_Task item_. Return, word for word, the passage of the summary on conditional score functions starting with "The paper tackles" and going on through "image deblurring experiments.".

_Extract_.
Start of Block

An Unconditional Representation of the Conditional Score in Infinite-Dimensional Linear Inverse Problems
This addresses the problem of computational efficiency for researchers and practitioners in fields like medical imaging and image processing, offering a scalable solution for large-scale inverse problems.
The paper tackles the computational cost of sampling from posterior distributions in linear inverse problems by proposing an unconditional representation of the conditional score function (UCoS), which avoids forward model evaluations during sampling and is shown to be exact and discretization-invariant, with validation in high-dimensional CT and image deblurring experiments.
Score-based diffusion models (SDMs) have emerged as a powerful tool for sampling from the posterior distribution in Bayesian inverse problems. However, existing methods often require multiple evaluations of the forward mapping to generate a single sample, resulting in significant computational costs for large-scale inverse problems. To address this, we propose an unconditional representation of the conditional score function (UCoS) tailored to linear inverse problems, which avoids forward model evaluations during sampling by shifting computational effort to an offline training phase. In this phase, a \emph{task-dependent} score function is learned based on the linear forward operator. Crucially, we show that the conditional score can be derived \emph{exactly} from a trained (unconditional) score using affine transformations, eliminating the need for conditional score approximations. Our approach is formulated in infinite-dimensional function spaces, making it inherently discretization-invariant. We support this formulation with a rigorous convergence analysis that justifies UCoS beyond any specific discretization. Finally we validate UCoS through high-dimensional computed tomography (CT) and image deblurring experiments, demonstrating both scalability and accuracy.

End of Block

_Collected data_.
Start of Block

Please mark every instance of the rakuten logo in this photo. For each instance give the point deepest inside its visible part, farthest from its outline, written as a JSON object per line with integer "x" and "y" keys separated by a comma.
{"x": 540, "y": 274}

End of Block

_Result of this exercise_.
The paper tackles the computational cost of sampling from posterior distributions in linear inverse problems by proposing an unconditional representation of the conditional score function (UCoS), which avoids forward model evaluations during sampling and is shown to be exact and discretization-invariant, with validation in high-dimensional CT and image deblurring experiments.